▶ [Reading passage]
Start

Frame - Datatable

Frame is the primary data structure in datatable. It is two-dimensional (rows and columns) and column-oriented, meaning data is stored separately per column. Each column has its own name and type; types may differ across columns but are uniform within each column. A Frame is optimized for the case where the number of rows significantly exceeds the number of columns.

import datatable as dt

DT = dt.Frame(A=range(5), B=[1.1, 2.2, 3.3, 4.4, 5.5])

A Frame can be iterated as a sequence of single-column Frames (column-wise), or unpacked as a dictionary:

for col in DT:
    print(col)          # each col is a 1-column Frame

d = {**DT}              # dict of {name: 1-col Frame}
cols = [*DT]            # list of 1-column Frames

Constructor

dt.Frame(_data=None, *, names=None, types=None, type=None, **cols)

Create a new Frame from a single or multiple sources. The _data argument and keyword-column arguments **cols are mutually exclusive.

_data

Any

The primary data source. Accepts a wide range of Python types:

list of lists / Frames / numpy arrays — each element becomes one column
list of dicts — each dict is a row; keys become column names
list of tuples — each tuple is a row
list of primitives — creates a single column
dict — keys are column names, values are column data
range — creates a virtual integer column instantly
Frame — shallow copy of the given frame
str — passed to fread() (file path, URL, or inline CSV text)
pandas.DataFrame / pandas.Series
numpy.ndarray
pyarrow.Table
None — creates an empty 0×0 frame

**cols

Any

Keyword column initializers. Keys become column names, values are column data. Equivalent to passing a dict as _data. Cannot be combined with an explicit _data argument or with names.

End

▶ [Supplied data]
Start

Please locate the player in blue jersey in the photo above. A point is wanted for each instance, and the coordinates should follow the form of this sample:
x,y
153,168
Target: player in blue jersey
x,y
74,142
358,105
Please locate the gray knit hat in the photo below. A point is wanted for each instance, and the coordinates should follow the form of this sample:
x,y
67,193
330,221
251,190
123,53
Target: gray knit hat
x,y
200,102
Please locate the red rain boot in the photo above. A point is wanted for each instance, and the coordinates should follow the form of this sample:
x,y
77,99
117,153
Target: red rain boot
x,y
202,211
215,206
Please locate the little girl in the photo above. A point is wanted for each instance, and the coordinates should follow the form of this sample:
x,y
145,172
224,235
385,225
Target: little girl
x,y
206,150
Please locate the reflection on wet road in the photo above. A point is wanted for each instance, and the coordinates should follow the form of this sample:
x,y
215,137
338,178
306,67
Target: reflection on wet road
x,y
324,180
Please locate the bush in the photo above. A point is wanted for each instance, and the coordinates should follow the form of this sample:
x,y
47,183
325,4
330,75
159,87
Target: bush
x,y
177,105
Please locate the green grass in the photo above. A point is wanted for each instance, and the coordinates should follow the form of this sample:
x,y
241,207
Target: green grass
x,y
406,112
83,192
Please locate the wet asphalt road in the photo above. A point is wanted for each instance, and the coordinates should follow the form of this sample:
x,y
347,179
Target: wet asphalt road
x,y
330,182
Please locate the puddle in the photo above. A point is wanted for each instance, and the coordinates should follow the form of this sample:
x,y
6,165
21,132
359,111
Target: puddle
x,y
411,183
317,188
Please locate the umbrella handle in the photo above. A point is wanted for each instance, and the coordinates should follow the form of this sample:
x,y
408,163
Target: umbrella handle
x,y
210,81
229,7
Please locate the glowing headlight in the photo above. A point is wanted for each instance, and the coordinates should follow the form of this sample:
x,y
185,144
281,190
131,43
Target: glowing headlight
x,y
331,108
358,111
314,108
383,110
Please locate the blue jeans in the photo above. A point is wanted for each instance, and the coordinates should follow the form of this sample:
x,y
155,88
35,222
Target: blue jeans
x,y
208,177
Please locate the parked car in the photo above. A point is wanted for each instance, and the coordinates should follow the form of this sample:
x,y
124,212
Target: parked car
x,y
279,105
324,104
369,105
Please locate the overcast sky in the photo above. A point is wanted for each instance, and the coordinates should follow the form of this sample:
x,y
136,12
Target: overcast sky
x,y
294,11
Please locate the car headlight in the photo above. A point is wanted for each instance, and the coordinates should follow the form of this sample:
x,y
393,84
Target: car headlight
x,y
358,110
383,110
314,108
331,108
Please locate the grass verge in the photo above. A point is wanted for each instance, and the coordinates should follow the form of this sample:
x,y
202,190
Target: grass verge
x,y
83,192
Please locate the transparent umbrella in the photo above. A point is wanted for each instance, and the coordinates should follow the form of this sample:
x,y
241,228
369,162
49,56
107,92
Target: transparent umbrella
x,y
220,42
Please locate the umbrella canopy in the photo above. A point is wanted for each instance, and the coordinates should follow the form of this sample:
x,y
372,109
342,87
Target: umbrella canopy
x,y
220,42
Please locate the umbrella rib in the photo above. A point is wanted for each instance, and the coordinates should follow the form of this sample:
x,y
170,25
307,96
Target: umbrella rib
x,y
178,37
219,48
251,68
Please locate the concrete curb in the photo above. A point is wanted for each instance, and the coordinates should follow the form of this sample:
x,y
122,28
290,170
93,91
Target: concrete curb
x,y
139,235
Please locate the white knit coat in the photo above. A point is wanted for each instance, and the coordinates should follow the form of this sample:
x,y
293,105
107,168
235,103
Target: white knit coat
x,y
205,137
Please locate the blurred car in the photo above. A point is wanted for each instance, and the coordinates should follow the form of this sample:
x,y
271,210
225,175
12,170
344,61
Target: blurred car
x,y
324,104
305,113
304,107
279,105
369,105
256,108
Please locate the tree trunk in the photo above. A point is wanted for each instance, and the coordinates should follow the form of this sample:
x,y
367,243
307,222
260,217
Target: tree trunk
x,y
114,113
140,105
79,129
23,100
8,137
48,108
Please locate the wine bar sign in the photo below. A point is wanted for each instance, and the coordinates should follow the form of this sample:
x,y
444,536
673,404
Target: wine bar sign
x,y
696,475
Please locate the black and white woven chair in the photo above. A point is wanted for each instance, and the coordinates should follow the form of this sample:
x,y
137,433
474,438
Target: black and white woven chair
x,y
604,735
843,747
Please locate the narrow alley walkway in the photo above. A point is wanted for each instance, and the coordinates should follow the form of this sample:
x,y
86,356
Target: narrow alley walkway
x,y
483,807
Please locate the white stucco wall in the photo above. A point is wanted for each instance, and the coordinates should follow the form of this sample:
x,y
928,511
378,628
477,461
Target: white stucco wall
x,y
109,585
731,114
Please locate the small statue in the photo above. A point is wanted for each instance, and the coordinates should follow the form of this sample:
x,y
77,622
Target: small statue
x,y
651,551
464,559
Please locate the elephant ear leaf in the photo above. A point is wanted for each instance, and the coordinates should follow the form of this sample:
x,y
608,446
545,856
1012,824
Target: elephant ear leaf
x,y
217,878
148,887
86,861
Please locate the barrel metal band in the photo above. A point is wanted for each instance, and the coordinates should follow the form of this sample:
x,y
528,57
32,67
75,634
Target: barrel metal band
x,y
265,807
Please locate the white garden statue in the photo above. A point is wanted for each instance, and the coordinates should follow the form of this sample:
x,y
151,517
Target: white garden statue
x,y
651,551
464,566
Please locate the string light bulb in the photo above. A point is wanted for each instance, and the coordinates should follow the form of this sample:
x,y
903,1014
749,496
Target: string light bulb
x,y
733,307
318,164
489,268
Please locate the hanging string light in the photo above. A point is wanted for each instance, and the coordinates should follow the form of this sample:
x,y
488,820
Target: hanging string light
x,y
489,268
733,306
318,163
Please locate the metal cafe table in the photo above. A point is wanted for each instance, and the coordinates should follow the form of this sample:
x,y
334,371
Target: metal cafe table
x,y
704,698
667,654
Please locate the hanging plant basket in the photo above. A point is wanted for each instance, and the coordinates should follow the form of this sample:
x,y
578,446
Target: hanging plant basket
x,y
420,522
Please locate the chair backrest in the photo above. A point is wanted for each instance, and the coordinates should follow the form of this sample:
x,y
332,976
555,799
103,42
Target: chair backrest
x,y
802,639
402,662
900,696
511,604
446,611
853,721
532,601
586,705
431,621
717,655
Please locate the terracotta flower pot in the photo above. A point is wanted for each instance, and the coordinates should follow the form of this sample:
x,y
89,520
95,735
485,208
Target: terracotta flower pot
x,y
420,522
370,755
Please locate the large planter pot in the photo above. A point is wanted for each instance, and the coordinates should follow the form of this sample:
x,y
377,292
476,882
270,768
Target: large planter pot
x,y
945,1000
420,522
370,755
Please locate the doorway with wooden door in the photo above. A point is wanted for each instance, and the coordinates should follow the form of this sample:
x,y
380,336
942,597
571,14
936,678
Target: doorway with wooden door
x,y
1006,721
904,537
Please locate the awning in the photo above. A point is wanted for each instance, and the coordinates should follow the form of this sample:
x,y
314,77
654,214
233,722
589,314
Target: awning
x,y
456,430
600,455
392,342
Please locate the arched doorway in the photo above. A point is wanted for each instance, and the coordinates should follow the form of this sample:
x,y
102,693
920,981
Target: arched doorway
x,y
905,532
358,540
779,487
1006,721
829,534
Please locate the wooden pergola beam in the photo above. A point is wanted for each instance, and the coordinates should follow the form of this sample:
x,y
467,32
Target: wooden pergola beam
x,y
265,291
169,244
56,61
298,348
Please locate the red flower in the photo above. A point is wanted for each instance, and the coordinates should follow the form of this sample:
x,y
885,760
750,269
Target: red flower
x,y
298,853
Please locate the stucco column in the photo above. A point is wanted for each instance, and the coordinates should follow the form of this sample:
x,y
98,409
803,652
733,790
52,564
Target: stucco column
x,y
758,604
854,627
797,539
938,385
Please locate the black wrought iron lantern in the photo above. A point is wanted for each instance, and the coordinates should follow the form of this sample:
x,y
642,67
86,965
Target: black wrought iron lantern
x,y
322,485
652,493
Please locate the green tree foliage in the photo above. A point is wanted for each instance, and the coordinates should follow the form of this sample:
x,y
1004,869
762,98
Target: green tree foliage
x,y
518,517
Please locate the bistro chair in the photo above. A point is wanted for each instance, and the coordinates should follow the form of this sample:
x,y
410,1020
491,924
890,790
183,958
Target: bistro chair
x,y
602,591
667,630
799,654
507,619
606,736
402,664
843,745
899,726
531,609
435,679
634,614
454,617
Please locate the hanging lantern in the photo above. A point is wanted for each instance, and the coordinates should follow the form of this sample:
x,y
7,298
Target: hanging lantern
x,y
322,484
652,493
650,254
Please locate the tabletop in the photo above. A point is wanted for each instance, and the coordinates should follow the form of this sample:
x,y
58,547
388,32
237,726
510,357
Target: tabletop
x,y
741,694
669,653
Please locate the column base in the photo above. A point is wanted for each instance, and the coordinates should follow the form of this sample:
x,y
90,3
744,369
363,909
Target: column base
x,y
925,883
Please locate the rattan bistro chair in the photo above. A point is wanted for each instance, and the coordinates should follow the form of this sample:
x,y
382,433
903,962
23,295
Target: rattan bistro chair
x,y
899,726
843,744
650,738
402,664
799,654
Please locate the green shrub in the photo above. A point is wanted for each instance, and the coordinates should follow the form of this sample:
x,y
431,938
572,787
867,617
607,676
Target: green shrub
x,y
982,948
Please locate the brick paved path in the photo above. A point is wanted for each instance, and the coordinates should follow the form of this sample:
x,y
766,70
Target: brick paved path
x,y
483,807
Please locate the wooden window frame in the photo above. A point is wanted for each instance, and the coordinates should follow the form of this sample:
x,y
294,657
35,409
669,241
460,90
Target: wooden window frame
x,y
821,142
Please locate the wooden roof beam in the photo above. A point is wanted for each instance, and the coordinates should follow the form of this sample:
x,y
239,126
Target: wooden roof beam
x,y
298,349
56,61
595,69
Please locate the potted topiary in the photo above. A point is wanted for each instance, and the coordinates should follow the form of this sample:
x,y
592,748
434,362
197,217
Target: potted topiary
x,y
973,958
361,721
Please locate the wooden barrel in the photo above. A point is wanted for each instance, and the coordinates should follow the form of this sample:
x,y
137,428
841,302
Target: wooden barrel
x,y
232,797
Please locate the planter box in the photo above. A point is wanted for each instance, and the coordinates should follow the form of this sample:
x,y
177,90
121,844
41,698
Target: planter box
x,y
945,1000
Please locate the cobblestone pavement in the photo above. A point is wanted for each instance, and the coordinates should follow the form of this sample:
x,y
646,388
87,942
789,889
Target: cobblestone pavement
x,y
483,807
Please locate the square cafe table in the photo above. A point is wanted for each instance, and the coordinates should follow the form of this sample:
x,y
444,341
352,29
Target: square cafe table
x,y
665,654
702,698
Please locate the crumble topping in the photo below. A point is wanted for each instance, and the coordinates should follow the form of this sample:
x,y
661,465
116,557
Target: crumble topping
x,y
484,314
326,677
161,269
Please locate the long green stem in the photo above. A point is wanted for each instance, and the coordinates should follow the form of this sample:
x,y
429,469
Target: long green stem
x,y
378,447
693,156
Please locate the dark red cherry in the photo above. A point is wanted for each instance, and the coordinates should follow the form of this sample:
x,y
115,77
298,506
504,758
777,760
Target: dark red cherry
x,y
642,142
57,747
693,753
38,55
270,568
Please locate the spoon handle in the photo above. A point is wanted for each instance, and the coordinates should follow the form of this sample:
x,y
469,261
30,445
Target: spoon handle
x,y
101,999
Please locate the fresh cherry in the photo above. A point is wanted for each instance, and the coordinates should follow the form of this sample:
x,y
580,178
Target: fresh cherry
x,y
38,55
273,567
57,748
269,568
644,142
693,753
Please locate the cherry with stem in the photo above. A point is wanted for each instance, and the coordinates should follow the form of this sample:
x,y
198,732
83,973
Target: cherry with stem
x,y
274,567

End

▶ [Actions to take]
(1) In the Frame documentation, what does it mean for a Frame to be column-oriented?
(2) Show every line of the listing that contains the string "woven", matching case exactly.

▶ [Worked solutions]
(1) Being column-oriented means that a Frame stores its data separately for each column.

(2)
Please locate the black and white woven chair in the photo above. A point is wanted for each instance, and the coordinates should follow the form of this sample:
Target: black and white woven chair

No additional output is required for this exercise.